Scopo del compito:
Quali righe tra quelle che seguono contengono la parola "walking"? Raccoglile e riportale tutte.

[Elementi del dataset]
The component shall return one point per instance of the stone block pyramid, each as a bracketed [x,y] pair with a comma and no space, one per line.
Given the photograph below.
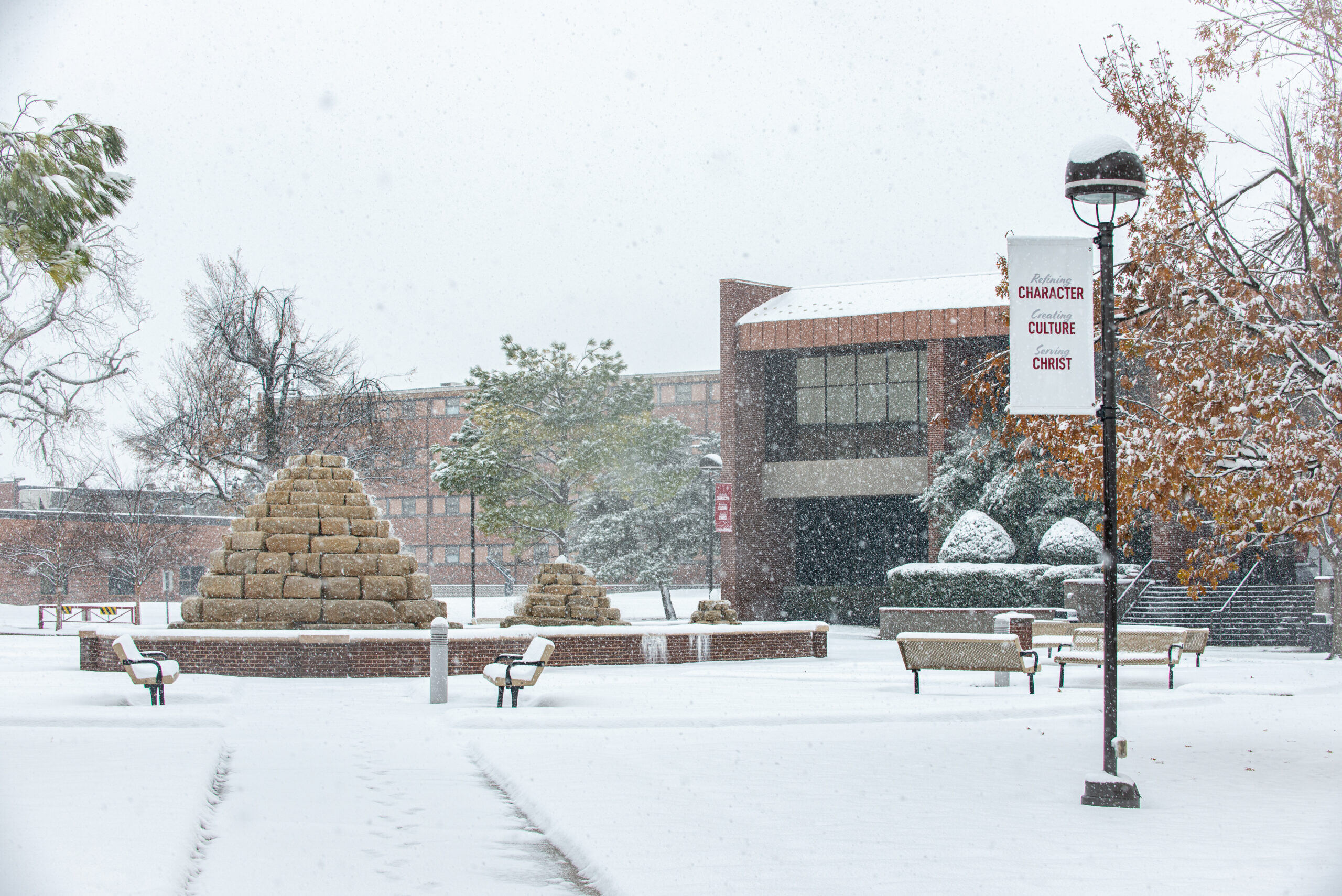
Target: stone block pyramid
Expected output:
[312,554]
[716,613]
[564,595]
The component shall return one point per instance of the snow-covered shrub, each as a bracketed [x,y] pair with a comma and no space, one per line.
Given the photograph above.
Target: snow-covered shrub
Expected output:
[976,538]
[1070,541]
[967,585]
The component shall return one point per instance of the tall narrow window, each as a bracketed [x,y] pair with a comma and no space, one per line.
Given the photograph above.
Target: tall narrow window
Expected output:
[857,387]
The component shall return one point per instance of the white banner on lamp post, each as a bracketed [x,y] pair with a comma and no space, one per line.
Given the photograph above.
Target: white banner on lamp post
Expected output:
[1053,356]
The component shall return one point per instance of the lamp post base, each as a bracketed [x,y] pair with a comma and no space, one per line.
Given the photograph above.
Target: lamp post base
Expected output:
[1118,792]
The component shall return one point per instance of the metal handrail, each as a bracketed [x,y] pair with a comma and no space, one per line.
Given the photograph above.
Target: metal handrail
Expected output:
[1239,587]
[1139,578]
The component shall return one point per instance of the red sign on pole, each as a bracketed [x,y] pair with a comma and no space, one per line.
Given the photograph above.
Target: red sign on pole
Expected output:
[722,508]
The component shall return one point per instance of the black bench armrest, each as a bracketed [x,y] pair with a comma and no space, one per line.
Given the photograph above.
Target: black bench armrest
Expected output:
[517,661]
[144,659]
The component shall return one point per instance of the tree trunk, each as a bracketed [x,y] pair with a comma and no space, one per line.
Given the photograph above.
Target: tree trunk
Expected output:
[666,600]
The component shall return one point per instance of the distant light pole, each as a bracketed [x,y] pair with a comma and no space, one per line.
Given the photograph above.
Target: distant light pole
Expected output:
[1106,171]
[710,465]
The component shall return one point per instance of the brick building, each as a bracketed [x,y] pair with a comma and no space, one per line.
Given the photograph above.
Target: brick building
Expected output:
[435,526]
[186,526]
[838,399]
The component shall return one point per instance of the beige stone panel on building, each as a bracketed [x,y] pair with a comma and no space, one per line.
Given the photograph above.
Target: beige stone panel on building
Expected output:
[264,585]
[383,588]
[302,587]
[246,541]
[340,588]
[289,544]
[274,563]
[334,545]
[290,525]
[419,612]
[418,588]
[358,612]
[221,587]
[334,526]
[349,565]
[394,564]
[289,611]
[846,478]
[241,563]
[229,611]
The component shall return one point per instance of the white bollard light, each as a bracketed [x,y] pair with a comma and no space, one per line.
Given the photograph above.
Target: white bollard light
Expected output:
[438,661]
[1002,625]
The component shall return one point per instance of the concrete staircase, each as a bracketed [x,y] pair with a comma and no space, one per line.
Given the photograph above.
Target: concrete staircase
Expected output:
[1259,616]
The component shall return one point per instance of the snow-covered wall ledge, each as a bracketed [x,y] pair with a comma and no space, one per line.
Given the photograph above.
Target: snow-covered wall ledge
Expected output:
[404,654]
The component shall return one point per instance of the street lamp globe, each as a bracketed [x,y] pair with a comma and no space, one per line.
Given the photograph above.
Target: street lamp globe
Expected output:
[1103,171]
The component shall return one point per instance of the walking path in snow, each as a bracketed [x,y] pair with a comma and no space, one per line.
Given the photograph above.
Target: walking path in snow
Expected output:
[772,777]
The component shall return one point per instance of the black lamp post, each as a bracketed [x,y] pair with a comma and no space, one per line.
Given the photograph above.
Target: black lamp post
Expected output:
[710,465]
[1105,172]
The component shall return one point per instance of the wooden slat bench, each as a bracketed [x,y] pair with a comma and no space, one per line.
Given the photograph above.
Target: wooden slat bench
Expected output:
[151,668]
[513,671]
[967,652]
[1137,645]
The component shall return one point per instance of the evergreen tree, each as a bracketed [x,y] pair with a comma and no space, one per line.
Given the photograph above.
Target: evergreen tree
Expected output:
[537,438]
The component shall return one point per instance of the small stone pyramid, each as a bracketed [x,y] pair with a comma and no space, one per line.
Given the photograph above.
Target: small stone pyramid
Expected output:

--

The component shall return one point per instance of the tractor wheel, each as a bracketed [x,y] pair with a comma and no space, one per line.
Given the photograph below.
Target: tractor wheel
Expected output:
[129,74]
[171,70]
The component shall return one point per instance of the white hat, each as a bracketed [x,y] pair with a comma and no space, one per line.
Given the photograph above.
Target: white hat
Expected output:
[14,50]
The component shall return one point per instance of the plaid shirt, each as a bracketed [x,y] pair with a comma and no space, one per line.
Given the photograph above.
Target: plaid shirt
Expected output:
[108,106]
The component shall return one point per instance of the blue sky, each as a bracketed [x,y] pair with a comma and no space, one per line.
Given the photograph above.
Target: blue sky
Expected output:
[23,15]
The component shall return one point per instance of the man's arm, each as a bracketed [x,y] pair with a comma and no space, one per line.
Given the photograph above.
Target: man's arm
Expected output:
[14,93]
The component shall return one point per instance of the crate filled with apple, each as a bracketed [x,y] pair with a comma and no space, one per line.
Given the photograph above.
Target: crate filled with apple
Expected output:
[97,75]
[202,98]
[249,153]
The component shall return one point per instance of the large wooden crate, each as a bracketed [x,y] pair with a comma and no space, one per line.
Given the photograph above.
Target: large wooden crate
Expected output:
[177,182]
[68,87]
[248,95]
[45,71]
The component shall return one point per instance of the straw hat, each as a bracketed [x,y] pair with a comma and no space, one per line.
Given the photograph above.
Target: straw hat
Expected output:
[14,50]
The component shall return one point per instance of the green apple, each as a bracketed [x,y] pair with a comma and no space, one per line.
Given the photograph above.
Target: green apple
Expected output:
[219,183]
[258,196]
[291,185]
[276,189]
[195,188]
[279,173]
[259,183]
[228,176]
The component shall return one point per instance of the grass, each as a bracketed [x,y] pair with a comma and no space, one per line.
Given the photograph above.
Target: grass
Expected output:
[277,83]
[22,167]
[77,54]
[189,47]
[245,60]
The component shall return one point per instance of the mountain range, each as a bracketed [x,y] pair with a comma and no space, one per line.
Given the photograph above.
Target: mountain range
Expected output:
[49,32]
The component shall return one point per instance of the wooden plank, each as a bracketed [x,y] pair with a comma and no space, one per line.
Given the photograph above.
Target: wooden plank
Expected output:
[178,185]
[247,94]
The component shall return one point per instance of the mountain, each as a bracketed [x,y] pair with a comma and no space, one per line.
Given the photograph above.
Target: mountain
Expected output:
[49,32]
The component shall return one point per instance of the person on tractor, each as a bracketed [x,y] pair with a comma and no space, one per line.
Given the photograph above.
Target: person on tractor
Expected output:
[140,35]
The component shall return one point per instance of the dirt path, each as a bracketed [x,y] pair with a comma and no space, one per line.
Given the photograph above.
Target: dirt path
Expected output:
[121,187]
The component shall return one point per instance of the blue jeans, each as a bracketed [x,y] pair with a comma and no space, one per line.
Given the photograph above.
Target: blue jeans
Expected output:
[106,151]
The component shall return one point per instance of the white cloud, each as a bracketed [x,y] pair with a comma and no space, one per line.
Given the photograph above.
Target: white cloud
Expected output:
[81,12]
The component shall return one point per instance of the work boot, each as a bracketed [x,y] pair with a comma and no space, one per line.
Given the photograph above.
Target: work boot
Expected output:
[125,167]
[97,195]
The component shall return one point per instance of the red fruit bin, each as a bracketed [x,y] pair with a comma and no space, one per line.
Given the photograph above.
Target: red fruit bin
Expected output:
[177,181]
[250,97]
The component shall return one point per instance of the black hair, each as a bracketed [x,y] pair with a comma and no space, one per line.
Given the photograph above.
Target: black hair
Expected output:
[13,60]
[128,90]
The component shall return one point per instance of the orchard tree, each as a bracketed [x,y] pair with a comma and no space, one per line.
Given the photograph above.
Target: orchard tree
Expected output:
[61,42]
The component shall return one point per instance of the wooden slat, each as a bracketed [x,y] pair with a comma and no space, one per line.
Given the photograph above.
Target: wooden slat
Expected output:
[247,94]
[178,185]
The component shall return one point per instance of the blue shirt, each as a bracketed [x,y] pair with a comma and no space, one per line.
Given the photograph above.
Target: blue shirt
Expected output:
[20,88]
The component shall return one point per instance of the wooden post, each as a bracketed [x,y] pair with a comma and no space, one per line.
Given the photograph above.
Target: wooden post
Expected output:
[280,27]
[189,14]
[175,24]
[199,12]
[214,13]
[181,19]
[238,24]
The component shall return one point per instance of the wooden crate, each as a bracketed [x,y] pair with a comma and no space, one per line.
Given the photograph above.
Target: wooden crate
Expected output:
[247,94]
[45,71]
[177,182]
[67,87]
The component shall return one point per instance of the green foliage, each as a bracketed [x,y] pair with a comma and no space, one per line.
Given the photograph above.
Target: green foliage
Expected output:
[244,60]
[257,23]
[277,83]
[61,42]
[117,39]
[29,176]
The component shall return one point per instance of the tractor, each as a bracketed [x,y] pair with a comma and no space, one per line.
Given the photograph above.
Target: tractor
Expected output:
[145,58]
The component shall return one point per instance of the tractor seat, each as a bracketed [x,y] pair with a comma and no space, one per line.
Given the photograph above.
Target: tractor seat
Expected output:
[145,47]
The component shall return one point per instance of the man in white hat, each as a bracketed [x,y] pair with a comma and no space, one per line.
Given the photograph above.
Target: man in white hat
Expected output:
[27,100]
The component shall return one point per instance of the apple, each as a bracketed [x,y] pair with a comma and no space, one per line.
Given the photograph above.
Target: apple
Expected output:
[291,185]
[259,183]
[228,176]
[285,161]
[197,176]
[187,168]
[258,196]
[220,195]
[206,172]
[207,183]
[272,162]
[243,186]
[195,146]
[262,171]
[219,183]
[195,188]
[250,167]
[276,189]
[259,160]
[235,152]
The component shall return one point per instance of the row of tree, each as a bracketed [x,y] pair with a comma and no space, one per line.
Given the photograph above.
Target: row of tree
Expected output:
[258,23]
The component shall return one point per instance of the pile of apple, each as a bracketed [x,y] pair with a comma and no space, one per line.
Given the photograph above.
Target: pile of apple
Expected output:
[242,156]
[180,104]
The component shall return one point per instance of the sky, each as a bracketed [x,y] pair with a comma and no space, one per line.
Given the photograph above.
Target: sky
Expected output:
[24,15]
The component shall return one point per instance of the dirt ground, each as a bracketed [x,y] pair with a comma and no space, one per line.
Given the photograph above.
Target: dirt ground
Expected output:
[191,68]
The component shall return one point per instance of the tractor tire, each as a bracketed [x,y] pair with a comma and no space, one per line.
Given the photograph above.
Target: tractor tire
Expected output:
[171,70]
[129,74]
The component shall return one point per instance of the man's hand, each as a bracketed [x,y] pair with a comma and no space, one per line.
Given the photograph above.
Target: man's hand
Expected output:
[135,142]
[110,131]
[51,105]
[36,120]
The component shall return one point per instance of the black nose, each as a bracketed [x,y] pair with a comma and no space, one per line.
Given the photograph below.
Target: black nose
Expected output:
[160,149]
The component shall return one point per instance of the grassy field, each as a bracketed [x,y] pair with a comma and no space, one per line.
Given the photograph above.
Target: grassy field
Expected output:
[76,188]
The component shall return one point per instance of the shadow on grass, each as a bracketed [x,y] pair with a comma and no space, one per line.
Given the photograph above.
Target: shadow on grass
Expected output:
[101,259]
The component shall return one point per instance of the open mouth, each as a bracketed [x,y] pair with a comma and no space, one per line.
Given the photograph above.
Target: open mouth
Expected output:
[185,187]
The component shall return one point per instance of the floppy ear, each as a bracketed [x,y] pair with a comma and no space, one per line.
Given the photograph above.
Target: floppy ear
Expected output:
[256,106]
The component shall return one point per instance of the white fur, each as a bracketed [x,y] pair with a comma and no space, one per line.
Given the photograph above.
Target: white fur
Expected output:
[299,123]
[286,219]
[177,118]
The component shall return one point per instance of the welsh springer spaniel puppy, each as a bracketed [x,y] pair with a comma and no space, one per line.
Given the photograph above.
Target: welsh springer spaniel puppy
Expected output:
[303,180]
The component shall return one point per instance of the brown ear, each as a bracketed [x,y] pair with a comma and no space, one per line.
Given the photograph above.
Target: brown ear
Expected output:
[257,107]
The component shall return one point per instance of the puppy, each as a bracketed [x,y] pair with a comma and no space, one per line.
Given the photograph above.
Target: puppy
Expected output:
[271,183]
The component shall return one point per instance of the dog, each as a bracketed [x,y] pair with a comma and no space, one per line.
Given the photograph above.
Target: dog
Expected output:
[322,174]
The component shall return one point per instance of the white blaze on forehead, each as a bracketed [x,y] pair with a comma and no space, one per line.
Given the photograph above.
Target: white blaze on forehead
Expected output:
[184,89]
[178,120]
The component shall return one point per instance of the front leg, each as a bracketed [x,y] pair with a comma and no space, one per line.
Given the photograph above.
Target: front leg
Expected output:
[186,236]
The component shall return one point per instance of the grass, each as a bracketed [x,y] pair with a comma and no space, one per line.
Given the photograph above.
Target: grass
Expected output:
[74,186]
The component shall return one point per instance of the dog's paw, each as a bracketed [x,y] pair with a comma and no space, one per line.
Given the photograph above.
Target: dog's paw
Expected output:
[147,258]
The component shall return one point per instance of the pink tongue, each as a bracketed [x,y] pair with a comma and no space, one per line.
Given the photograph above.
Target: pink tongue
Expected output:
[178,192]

In risposta:
The component shall return one point per instance of the walking path in snow, each as a bracketed [x,y] pair with a comma and no space, one per line.
Target: walking path in snow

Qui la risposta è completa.